# START OF Provided records
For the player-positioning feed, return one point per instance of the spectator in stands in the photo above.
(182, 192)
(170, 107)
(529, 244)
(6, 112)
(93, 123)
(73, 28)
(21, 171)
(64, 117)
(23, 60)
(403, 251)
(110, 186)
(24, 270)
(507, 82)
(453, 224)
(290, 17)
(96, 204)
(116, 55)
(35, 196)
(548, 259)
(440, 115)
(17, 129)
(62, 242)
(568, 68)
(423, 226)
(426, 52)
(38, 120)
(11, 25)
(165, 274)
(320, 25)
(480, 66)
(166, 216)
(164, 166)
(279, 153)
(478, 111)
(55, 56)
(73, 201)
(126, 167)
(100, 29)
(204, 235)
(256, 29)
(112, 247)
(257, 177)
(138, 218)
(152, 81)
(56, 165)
# END OF Provided records
> Required work: Print every line of the material above again, without changing anything.

> Correct output:
For the player-positioning feed, return one point per instance of the spectator in stands in the photo above.
(182, 192)
(170, 107)
(529, 244)
(6, 112)
(93, 123)
(73, 28)
(21, 171)
(64, 117)
(23, 60)
(403, 251)
(110, 186)
(24, 270)
(507, 82)
(453, 224)
(290, 17)
(96, 204)
(116, 55)
(35, 196)
(548, 259)
(440, 115)
(17, 129)
(62, 242)
(568, 68)
(423, 226)
(426, 52)
(38, 120)
(11, 25)
(165, 274)
(320, 25)
(480, 66)
(166, 216)
(164, 166)
(279, 153)
(478, 111)
(55, 56)
(73, 201)
(126, 167)
(100, 29)
(204, 235)
(256, 29)
(112, 247)
(257, 177)
(138, 218)
(152, 81)
(56, 165)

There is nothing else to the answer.